Short problem — Substitute "teal water" for "turquoise water" throughout these lines, keeping everything else the same. Omit the pictures from your answer.

Region labeling items —
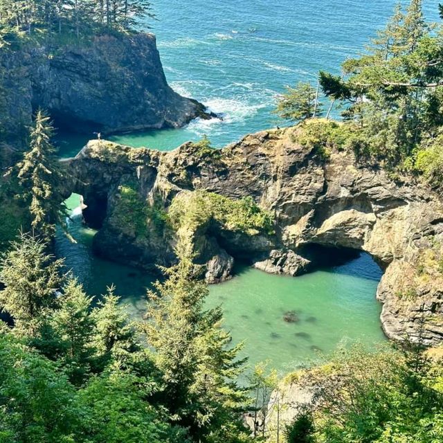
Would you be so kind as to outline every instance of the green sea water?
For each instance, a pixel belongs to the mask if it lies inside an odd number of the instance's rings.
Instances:
[[[73,195],[67,204],[69,230],[78,243],[60,230],[57,255],[66,257],[66,267],[96,299],[115,284],[131,316],[142,320],[146,291],[157,275],[96,257],[91,244],[96,231],[82,223],[80,197]],[[359,341],[371,348],[385,340],[375,300],[381,275],[366,254],[297,278],[239,265],[231,280],[210,287],[207,307],[222,306],[224,326],[233,343],[244,341],[242,355],[249,357],[251,365],[269,360],[284,372],[329,354],[341,343]]]
[[[272,110],[287,84],[316,81],[324,69],[338,74],[340,64],[364,52],[384,26],[396,0],[204,0],[156,2],[151,24],[170,84],[196,98],[223,119],[196,120],[181,129],[114,135],[135,147],[171,150],[208,136],[222,147],[249,132],[285,123]],[[405,5],[406,0],[401,2]],[[428,19],[437,2],[424,0]],[[334,111],[338,115],[338,111]],[[58,136],[63,157],[75,156],[93,135]],[[60,233],[57,253],[66,257],[87,289],[98,296],[114,283],[132,315],[143,317],[145,292],[155,276],[103,260],[91,252],[94,230],[82,224],[78,196],[69,199],[69,220],[78,239]],[[233,342],[244,341],[253,364],[270,359],[281,371],[327,354],[345,341],[368,347],[385,340],[375,299],[381,276],[367,255],[344,265],[298,278],[270,275],[242,266],[230,281],[212,286],[208,307],[221,304]],[[284,320],[290,312],[296,321]]]

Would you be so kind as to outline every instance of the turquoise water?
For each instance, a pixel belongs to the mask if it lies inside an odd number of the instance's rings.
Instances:
[[[195,120],[179,129],[114,136],[134,147],[174,149],[204,134],[223,146],[244,134],[282,125],[272,114],[285,84],[316,81],[319,69],[339,73],[348,57],[364,51],[384,26],[391,0],[163,0],[156,2],[158,47],[168,80],[180,93],[196,98],[223,120]],[[406,2],[402,2],[404,3]],[[425,0],[426,16],[437,19],[437,3]],[[92,136],[92,134],[91,134]],[[89,137],[61,134],[61,154],[75,155]],[[95,231],[77,215],[71,230],[78,243],[60,233],[58,254],[98,296],[115,283],[132,314],[143,316],[145,289],[154,277],[105,261],[91,253]],[[210,287],[208,307],[222,304],[225,327],[237,343],[246,341],[251,363],[269,359],[291,370],[318,352],[327,353],[343,340],[368,345],[383,341],[375,300],[381,271],[368,255],[345,265],[292,278],[239,268],[230,282]],[[284,321],[285,314],[296,319]]]
[[[82,223],[79,203],[76,195],[67,200],[69,230],[78,243],[60,230],[57,255],[66,257],[66,268],[89,293],[98,298],[115,284],[132,316],[142,319],[146,291],[156,276],[94,256],[91,246],[96,231]],[[319,353],[327,354],[339,343],[359,341],[371,347],[385,339],[375,300],[381,276],[366,254],[296,278],[239,266],[231,280],[210,287],[207,307],[223,307],[224,327],[233,343],[244,341],[242,355],[249,357],[250,365],[269,360],[279,371],[287,372]]]
[[[170,84],[222,114],[224,120],[197,120],[183,129],[112,138],[132,146],[170,150],[206,134],[215,146],[221,147],[246,133],[284,124],[271,111],[284,85],[300,80],[316,83],[320,69],[339,73],[341,63],[364,51],[397,3],[154,2],[159,21],[151,24]],[[437,19],[437,3],[424,1],[429,19]],[[79,137],[64,145],[64,154],[75,154],[87,138]]]

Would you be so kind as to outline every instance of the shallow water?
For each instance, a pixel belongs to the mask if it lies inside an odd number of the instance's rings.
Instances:
[[[316,81],[319,69],[339,73],[348,57],[364,51],[391,15],[395,0],[163,0],[156,2],[154,24],[168,80],[178,92],[206,104],[223,120],[195,120],[179,129],[114,136],[134,147],[170,150],[207,134],[217,147],[246,133],[283,125],[272,109],[285,84]],[[406,1],[402,1],[404,4]],[[437,2],[424,0],[427,17],[437,19]],[[327,103],[326,103],[327,105]],[[338,111],[335,111],[337,115]],[[61,155],[75,155],[86,136],[59,136]],[[72,209],[78,197],[69,200]],[[57,252],[66,265],[98,296],[116,284],[136,317],[145,310],[152,275],[94,257],[95,231],[71,221],[78,240],[59,233]],[[270,359],[291,370],[328,353],[343,340],[370,347],[385,340],[375,300],[381,277],[366,255],[347,264],[292,278],[240,267],[230,282],[212,286],[208,306],[222,304],[225,327],[234,342],[245,340],[250,363]],[[292,323],[285,321],[294,320]]]
[[[91,245],[96,231],[82,224],[79,201],[75,195],[67,201],[73,212],[69,230],[78,243],[59,231],[57,255],[66,257],[66,267],[91,294],[98,297],[114,284],[131,315],[141,319],[146,290],[156,276],[94,256]],[[207,307],[222,305],[224,327],[233,343],[245,341],[242,355],[249,356],[251,365],[269,360],[280,372],[289,371],[342,342],[359,341],[370,348],[385,339],[374,296],[381,271],[367,254],[295,278],[246,266],[237,266],[235,273],[210,287]]]
[[[132,146],[170,150],[204,134],[222,147],[284,122],[272,114],[285,85],[316,83],[319,70],[340,73],[346,58],[364,51],[397,0],[162,0],[150,23],[170,84],[206,105],[224,120],[111,137]],[[408,1],[402,0],[402,4]],[[437,1],[424,0],[437,20]],[[325,100],[325,107],[329,102]],[[339,111],[336,111],[338,115]],[[89,138],[93,138],[91,134]],[[88,137],[64,144],[72,155]],[[80,144],[79,144],[80,143]]]

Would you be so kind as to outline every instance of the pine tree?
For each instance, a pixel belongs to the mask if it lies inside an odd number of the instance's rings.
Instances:
[[[33,232],[51,240],[57,222],[64,224],[64,197],[60,190],[62,172],[56,150],[51,142],[53,128],[41,109],[37,112],[30,132],[30,151],[18,165],[18,177],[29,204]]]
[[[95,323],[91,314],[92,298],[75,278],[69,278],[60,298],[60,307],[52,316],[55,334],[60,337],[62,361],[71,381],[82,384],[90,372],[95,354],[91,342]]]
[[[62,285],[62,260],[46,253],[46,244],[22,234],[0,260],[0,310],[14,318],[15,331],[35,336],[47,309],[57,304],[55,293]]]
[[[198,279],[190,242],[182,238],[177,253],[179,264],[148,294],[144,325],[162,374],[164,402],[197,441],[246,441],[239,415],[246,397],[236,381],[244,363],[237,359],[241,346],[228,347],[219,308],[204,310],[208,287]]]
[[[300,82],[295,88],[288,87],[287,89],[287,93],[279,98],[275,109],[280,117],[302,121],[322,114],[317,91],[309,83]]]
[[[114,287],[108,288],[92,313],[96,325],[93,343],[101,370],[109,363],[126,367],[130,364],[132,354],[139,349],[127,310],[118,305],[120,298],[114,291]]]

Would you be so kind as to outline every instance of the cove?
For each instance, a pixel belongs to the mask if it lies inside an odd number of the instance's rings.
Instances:
[[[134,319],[143,318],[146,289],[156,275],[95,256],[91,242],[96,232],[82,223],[80,196],[67,201],[71,215],[71,243],[59,230],[56,251],[92,295],[100,297],[114,284],[122,302]],[[224,327],[233,342],[244,341],[242,356],[251,366],[269,360],[279,372],[309,364],[319,353],[327,354],[346,342],[359,341],[368,348],[386,338],[375,299],[381,276],[367,254],[337,266],[292,278],[273,275],[246,266],[235,277],[210,287],[208,308],[221,305]]]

Written response —
Would you be so kind as to outline every instance of the green sea water?
For each instance, a pixel belongs to the mask if it lies inside an odd number of the instance's rings.
Instances:
[[[73,195],[67,204],[69,230],[78,243],[60,230],[57,255],[66,257],[66,267],[96,299],[115,284],[131,316],[142,320],[146,291],[157,275],[96,257],[91,244],[96,231],[82,223],[80,197]],[[359,341],[371,348],[385,340],[375,300],[381,275],[366,254],[297,278],[239,265],[231,280],[210,287],[207,307],[222,306],[224,326],[233,343],[244,341],[242,355],[249,357],[251,365],[269,360],[284,372],[329,354],[341,343]]]
[[[272,110],[287,84],[316,81],[324,69],[338,74],[340,64],[364,52],[384,26],[396,0],[204,0],[156,2],[151,24],[170,84],[196,98],[223,119],[196,120],[181,129],[114,135],[135,147],[171,150],[208,136],[222,147],[249,132],[285,123]],[[405,5],[406,0],[401,2]],[[428,19],[437,2],[424,0]],[[334,111],[338,115],[338,111]],[[58,136],[63,157],[75,156],[93,135]],[[60,233],[57,253],[66,257],[87,289],[98,296],[114,283],[132,315],[143,317],[145,292],[155,276],[103,260],[91,252],[94,230],[82,224],[78,196],[69,199],[69,220],[78,239]],[[233,342],[244,341],[253,364],[270,359],[281,371],[327,354],[345,341],[368,347],[385,340],[375,299],[381,276],[367,255],[344,265],[298,278],[270,275],[242,266],[230,281],[212,286],[208,307],[221,304]],[[284,320],[290,312],[296,321]]]

Would you be so kind as to outline every instance of the teal water?
For each instance, a pixel belongs to the mask if it lies inside an odd number of the instance's rings.
Instances:
[[[195,120],[179,129],[114,136],[134,147],[174,149],[204,134],[223,146],[244,134],[282,125],[272,114],[285,84],[316,81],[319,69],[339,73],[348,57],[364,51],[384,26],[391,0],[163,0],[156,2],[158,47],[168,80],[180,93],[196,98],[223,120]],[[406,2],[402,2],[404,3]],[[425,0],[426,16],[437,19],[437,3]],[[92,136],[92,134],[91,134]],[[89,137],[61,134],[61,154],[75,155]],[[95,231],[77,215],[71,230],[78,243],[60,233],[58,254],[98,296],[115,283],[132,314],[143,316],[145,289],[154,277],[105,261],[91,253]],[[210,287],[208,307],[222,304],[225,327],[237,343],[246,341],[251,363],[269,359],[291,370],[318,352],[327,353],[343,340],[368,345],[383,341],[375,300],[381,271],[368,255],[345,265],[292,278],[239,268],[230,282]],[[284,321],[285,314],[296,319]]]
[[[82,223],[79,203],[76,195],[67,200],[69,230],[78,243],[60,230],[57,255],[66,257],[66,268],[89,293],[98,298],[115,284],[132,316],[142,319],[146,291],[156,276],[94,256],[91,246],[96,231]],[[319,353],[327,354],[339,343],[359,341],[371,347],[385,339],[375,300],[381,276],[366,254],[296,278],[239,266],[231,280],[210,287],[207,307],[223,307],[224,327],[233,343],[244,341],[242,355],[249,357],[250,365],[269,360],[279,371],[287,372]]]
[[[170,84],[222,114],[224,120],[197,120],[183,129],[112,138],[132,146],[170,150],[206,134],[215,146],[221,147],[246,133],[284,124],[271,111],[284,85],[300,80],[316,83],[320,69],[339,73],[341,63],[364,51],[397,3],[154,2],[159,21],[151,24]],[[437,19],[437,3],[424,1],[429,19]],[[79,137],[64,145],[64,154],[75,154],[87,138]]]

Would you be so kind as to outline every instance of the shallow water?
For each instance, a pixel belongs to the mask if it lies inside an odd number of the instance's rings.
Instances:
[[[316,81],[319,69],[339,73],[348,57],[364,51],[391,15],[395,0],[163,0],[156,2],[154,24],[168,80],[178,92],[206,104],[223,120],[195,120],[179,129],[114,136],[134,147],[170,150],[207,134],[217,147],[246,133],[283,125],[272,109],[285,84]],[[406,1],[402,1],[404,4]],[[437,2],[424,0],[427,17],[437,19]],[[327,103],[326,103],[327,105]],[[338,111],[335,111],[337,115]],[[61,155],[75,155],[86,136],[59,136]],[[72,209],[78,197],[69,200]],[[57,252],[66,265],[98,296],[116,284],[136,317],[145,310],[152,275],[94,257],[95,231],[71,221],[78,240],[59,233]],[[270,359],[291,370],[328,353],[343,340],[370,347],[385,340],[375,300],[381,277],[366,255],[347,264],[292,278],[240,267],[230,282],[212,286],[208,306],[222,304],[225,327],[234,342],[245,340],[250,363]],[[292,323],[285,321],[294,320]]]
[[[91,245],[96,231],[82,224],[79,201],[75,195],[67,201],[73,212],[69,230],[78,243],[59,231],[57,255],[66,257],[66,267],[91,294],[98,297],[114,284],[131,315],[141,319],[146,290],[156,276],[94,256]],[[207,307],[222,305],[224,327],[233,343],[245,341],[242,355],[249,356],[251,365],[269,360],[280,372],[289,371],[342,342],[359,341],[370,348],[385,339],[374,296],[381,271],[367,254],[295,278],[246,266],[237,266],[235,273],[210,287]]]
[[[132,146],[170,150],[204,134],[222,147],[284,122],[272,114],[285,85],[316,83],[319,70],[340,73],[346,58],[364,51],[397,0],[162,0],[150,23],[170,84],[206,105],[224,120],[111,137]],[[408,1],[402,0],[402,4]],[[437,1],[424,0],[437,20]],[[325,100],[325,107],[329,102]],[[339,111],[336,111],[338,115]],[[89,138],[93,138],[91,134]],[[88,137],[64,144],[72,155]],[[80,144],[79,144],[80,143]]]

Would you be so kind as to outline every instance of the pine tree?
For each instance, a pixel belongs to the mask if it lies inside an odd number of the instance's rings.
Instances:
[[[33,232],[51,240],[57,222],[64,224],[64,197],[60,190],[62,172],[56,150],[51,142],[53,128],[41,109],[37,112],[30,132],[30,151],[18,165],[18,177],[29,204]]]
[[[95,323],[91,314],[92,298],[75,278],[69,278],[60,298],[60,307],[52,316],[55,334],[60,337],[62,361],[71,381],[82,384],[90,372],[95,354],[91,342]]]
[[[62,285],[62,260],[46,253],[46,244],[22,234],[0,260],[0,310],[14,318],[15,331],[35,336],[47,309],[57,304],[55,293]]]
[[[198,279],[190,242],[182,238],[177,253],[179,264],[148,294],[144,325],[162,374],[164,402],[197,441],[246,441],[239,415],[246,397],[236,381],[244,363],[237,359],[241,346],[228,347],[219,308],[204,310],[208,287]]]
[[[300,82],[295,88],[288,87],[287,89],[287,93],[279,98],[275,109],[280,117],[302,121],[322,114],[317,91],[309,83]]]
[[[114,287],[108,288],[92,313],[96,325],[93,343],[101,370],[109,363],[126,367],[130,364],[132,354],[139,349],[127,310],[118,305],[120,298],[114,291]]]

Would you be so kind as to outline every instance of the cove?
For each instance, a pixel belongs to the mask if it lies inside an odd number of the instance's rings.
Instances:
[[[134,319],[143,318],[146,289],[156,275],[95,256],[91,242],[96,232],[82,223],[80,196],[67,201],[71,215],[71,243],[59,230],[56,251],[92,295],[100,297],[114,284],[122,302]],[[224,327],[233,342],[244,341],[242,356],[251,366],[269,360],[279,372],[309,364],[319,353],[327,354],[346,342],[359,341],[368,348],[386,338],[375,299],[381,276],[367,254],[337,266],[292,278],[273,275],[246,266],[235,277],[210,287],[208,308],[221,305]]]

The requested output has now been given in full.